[START OF Selected extract]
The United States government is donating an additional forty-million dollars in food aid to Bangladesh. Thirty-million dollars of this aid is to be distributed over a three-year period throughout Bangladesh via a school feeding program. Another ten-million dollars is for emergency food aid.

U.S. Ambassador to Bangladesh James Moriarty said the thirty million dollar donation is part of the U.S. government’s commitment to supporting Bangladesh’s policy of universal primary education. The program will benefit some three-hundred-fifty-thousand Bangladeshi school children by providing a seventy-five gram packet of fortified biscuits each day to primary age school children. The goal of the program is to increase primary school enrollment, attendance and reduce dropout rates. The program also aims to improve the attention span and learning capacity of students by alleviating short-term hunger. "We are providing a means and an incentive for children to stay in school so Bangladesh can prepare the next generation of leaders," said Ambassador Moriarty.

The primary beneficiaries of the new ten million dollar emergency food aid will be those still struggling to recover from the devastating effects of Cyclone Sidr. This ten-million dollar donation will be used for direct food distribution, recovery activities through food-for-work and cash-for-work programs, emergency school feeding, and feeding pregnant and lactating mothers and children.

The United States government has provided more than five-billion dollars in development assistance to Bangladesh since its independence in 1971. Over two-and-a-half billion dollars of that was in food aid. Since October 2007, the U.S. government has pledged over seventy-million dollars for food aid to Bangladesh, in addition to the new pledge of forty million dollars.

Immediately after Cyclone Sidr, the U.S. provided twenty-million dollars to alleviate human suffering. It also funds an ongoing food aid program of forty-eight million dollars that focuses on sustainable development. This program is implemented in three-thousand-five-hundred poor and vulnerable villages in the char, haor, and coastal regions. Recently, the U.S. provided one-hundred-thousand dollars as an emergency response to help the people in the Chittagong Hill Tracts.

"Bangladesh is a country with a great future," said Ambassador Moriarty. "These latest donations reflect our commitment to helping build a brighter future tomorrow, even for Bangladesh’s most vulnerable citizens."
[END OF Selected extract]
• _Exercise details_: In the report on U.S. food aid to Bangladesh, how much does the packet of fortified biscuits given to each primary school child every day weigh?
[START OF Provided material]
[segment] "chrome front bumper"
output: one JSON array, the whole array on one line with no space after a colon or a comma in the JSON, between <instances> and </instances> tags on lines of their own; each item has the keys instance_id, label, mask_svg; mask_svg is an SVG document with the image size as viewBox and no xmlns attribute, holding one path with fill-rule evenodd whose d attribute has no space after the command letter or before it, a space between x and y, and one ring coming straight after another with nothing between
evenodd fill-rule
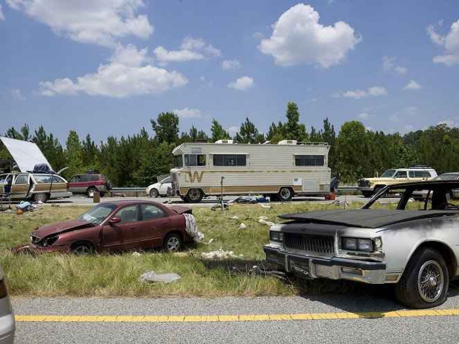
[END OF Provided material]
• _Response_: Seventy-five grams.